The government’s wage freeze will worsen the recession in NSW, according to several economic analyses.
Treasury advice has come to light that acknowledges a wage freeze for NSW public sector workers, including nurses and midwives, would worsen the state’s economic recession.
The advice is contained in an email from Sam Walker, director of the Treasury’s budget division. The Sydney Morning Herald obtained the email under Government Information (Public Access) Act 2009.
In the email, Walker says he is attaching a pack containing “economic advice that reducing public sector wage growth in the short-run would deepen recession”.
This analysis supports a report by Dr Andrew Charlton of Equity Economics that was submitted to the NSW Industrial Relations Commission (IRC).
The report found the wage freeze was “precisely the opposite direction economic policy needs to be headed to achieve the government’s goal of supporting economic recovery”.
Dr Charlton was a key economic adviser for the Rudd government when it crafted its stimulus package in response to the Global Financial Crisis.
That stimulus was widely credited with keeping the Australian economy stable and growing while most other countries throughout the world fell into recession.
A recent study, The Same Mistake Twice: The Self-Defeating Consequences of Public Sector Pay Freezes, published by the Centre for Future Work at the Australia Institute also questions the wisdom of the wage freeze. It found that freezing pay for essential workers was “not just morally questionable – it’s also a major economic mistake”.
“The motivation for public sector wage austerity seems more ideological than fiscal or economic. Our research shows these arbitrary pay freezes are both unfair and economically counterproductive,” said the report’s lead author, Dr Jim Stanford.
Hospital productivity is up
NSWNMA general secretary, Brett Holmes, says even before COVID-19 put added strain on the NSW public health system, demand was on the rise and nurses met the challenge by increasing their productivity.
Over the last nine years “the increased productivity of nurses and midwives is evident in the government’s own hospital data”, he said.
“Bureau of Health Information reports over the period from 2011 to 2020 indicate significant increases in throughput of patients cared for by nurses and midwives in NSW hospitals, and highlight initiatives such as new models of care to meet service objectives, which also represent cost savings such as reducing length of hospital stays.”
Even before COVID-19 the highest ever number of patient presentations in EDs occurred between October and December 2019.
“Yet, here in NSW we have a state government wanting to penalise nurses and midwives by freezing their wages, to their short– and long–term financial detriment,” he said.
NSW is an outlier
NSW stands alone in the Commonwealth in targeting nurses and midwives to carry the brunt of the economic fallout from the coronavirus.
In Queensland, government legislation is pending to delay a 2.5 per cent pay rise for the public sector this year. But unlike NSW, Queensland is proposing to catch up by paying two increases next year.
In South Australia, nurses and midwives recently reached agreement on two per cent increases per year over the next three years.
In Victoria, nurses and midwives will receive a three per cent increase in December 2020.
========
**PROBLEM**
Answer these questions from the article on the NSW wage freeze.
(a) Who is the director of the Treasury's budget division whose email contained the advice?
(b) Who was the lead author of the study published by the Centre for Future Work at the Australia Institute?
(c) When will nurses and midwives in Victoria receive a three per cent increase?

**SUPPLIED DATA**
========
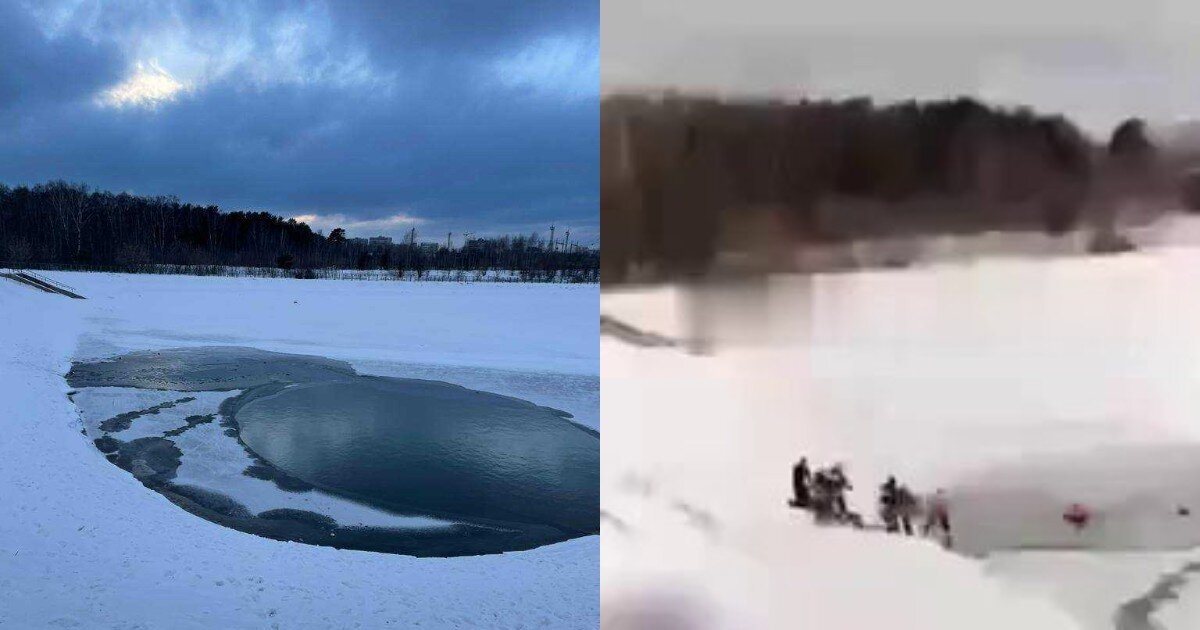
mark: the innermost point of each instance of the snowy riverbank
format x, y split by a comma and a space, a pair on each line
929, 373
84, 545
========
**ANSWER TO THE PROBLEM**
(a) Sam Walker
(b) Dr Jim Stanford
(c) December 2020